─── Document text

WASHINGTON — Thousands of Marylanders from El Salvador who have been living in the country legally for years could face deportation next fall after the Trump administration announced Monday it will revoke their protected status.
Salvadorans became the fourth group of immigrants in the past year to lose Temporary Protected Status, granted to those whose homelands are beset by natural disaster or war. Nearly 200,000 Salvadorans benefited, a higher number than from any other country.
Maryland is home to the fourth-largest community of Salvadorans with TPS in the nation — about 20,000 people — according to the New York-based Center for Migration Studies. Most live in Montgomery and Prince George's counties.
Anxiety in the community has been running high for weeks.
Juan Rodriguez wept as he recalled the day in 2001 when President George W. Bush granted the designation following a series of devastating earthquakes in the Central American country.

──────

#### Short task A
Return, unchanged, every line of the listing from its very first line down to the line containing "[12, 2], [0, 49]]]", with both of those lines included.

─── Input rows

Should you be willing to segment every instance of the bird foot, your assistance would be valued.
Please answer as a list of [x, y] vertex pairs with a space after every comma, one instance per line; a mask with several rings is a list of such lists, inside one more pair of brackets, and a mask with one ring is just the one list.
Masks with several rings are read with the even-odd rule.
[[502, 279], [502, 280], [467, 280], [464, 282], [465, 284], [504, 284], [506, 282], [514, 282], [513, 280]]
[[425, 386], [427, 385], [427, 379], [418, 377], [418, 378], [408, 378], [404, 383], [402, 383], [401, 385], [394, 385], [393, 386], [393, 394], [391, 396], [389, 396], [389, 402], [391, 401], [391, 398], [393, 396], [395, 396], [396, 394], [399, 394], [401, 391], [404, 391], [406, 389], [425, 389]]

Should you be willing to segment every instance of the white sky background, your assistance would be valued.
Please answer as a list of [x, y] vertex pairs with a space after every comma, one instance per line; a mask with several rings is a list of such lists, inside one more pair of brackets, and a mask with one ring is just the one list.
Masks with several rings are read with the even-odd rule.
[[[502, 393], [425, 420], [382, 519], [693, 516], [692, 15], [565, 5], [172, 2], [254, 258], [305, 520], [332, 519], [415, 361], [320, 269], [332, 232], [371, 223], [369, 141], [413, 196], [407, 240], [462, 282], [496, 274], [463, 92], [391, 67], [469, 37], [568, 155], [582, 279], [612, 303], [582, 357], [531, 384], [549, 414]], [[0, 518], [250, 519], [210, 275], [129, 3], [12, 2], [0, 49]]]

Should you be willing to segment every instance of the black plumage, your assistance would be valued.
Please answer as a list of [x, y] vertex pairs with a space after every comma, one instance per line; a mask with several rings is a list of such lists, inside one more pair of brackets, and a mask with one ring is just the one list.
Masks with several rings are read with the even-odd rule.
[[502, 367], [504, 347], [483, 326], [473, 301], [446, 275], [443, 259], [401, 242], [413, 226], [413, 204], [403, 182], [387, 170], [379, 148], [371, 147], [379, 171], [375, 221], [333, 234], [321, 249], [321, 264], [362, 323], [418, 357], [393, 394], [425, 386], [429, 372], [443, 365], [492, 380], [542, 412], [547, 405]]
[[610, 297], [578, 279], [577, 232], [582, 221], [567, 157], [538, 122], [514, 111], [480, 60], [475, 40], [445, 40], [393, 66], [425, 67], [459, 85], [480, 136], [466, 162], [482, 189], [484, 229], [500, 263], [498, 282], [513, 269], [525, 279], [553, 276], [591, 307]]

──────

#### Short task B
Using the article on Salvadorans losing Temporary Protected Status, say whether each statement agrees with it, answering yes or no and quoting the words that decide it: (i) Maryland has the largest community of Salvadorans with TPS in the nation. (ii) Most of the Salvadorans with TPS in Maryland live in Montgomery and Prince George's counties. (iii) Nearly 200,000 Salvadorans benefited from TPS.

#### Answer A
Should you be willing to segment every instance of the bird foot, your assistance would be valued.
Please answer as a list of [x, y] vertex pairs with a space after every comma, one instance per line; a mask with several rings is a list of such lists, inside one more pair of brackets, and a mask with one ring is just the one list.
Masks with several rings are read with the even-odd rule.
[[502, 279], [502, 280], [467, 280], [464, 282], [465, 284], [504, 284], [506, 282], [514, 282], [513, 280]]
[[425, 386], [427, 385], [427, 379], [418, 377], [418, 378], [408, 378], [404, 383], [402, 383], [401, 385], [394, 385], [393, 386], [393, 394], [391, 396], [389, 396], [389, 402], [391, 401], [391, 398], [393, 396], [395, 396], [396, 394], [399, 394], [401, 391], [404, 391], [406, 389], [425, 389]]

Should you be willing to segment every instance of the white sky background, your assistance would be valued.
Please answer as a list of [x, y] vertex pairs with a space after every comma, one instance per line; a mask with several rings is a list of such lists, inside one more pair of brackets, and a mask with one ring is just the one list.
Masks with several rings are read with the even-odd rule.
[[[502, 393], [425, 420], [382, 519], [693, 516], [692, 15], [565, 5], [172, 2], [254, 258], [305, 520], [332, 519], [415, 361], [320, 269], [332, 232], [371, 223], [369, 141], [413, 196], [407, 240], [462, 282], [496, 274], [463, 92], [391, 67], [469, 37], [568, 155], [582, 279], [612, 303], [582, 357], [531, 384], [549, 414]], [[0, 518], [250, 519], [210, 275], [129, 3], [12, 2], [0, 49]]]

#### Answer B
(i) No: "Maryland is home to the fourth-largest community of Salvadorans with TPS in the nation."
(ii) Yes: "Most live in Montgomery and Prince George's counties."
(iii) Yes: "Nearly 200,000 Salvadorans benefited, a higher number than from any other country."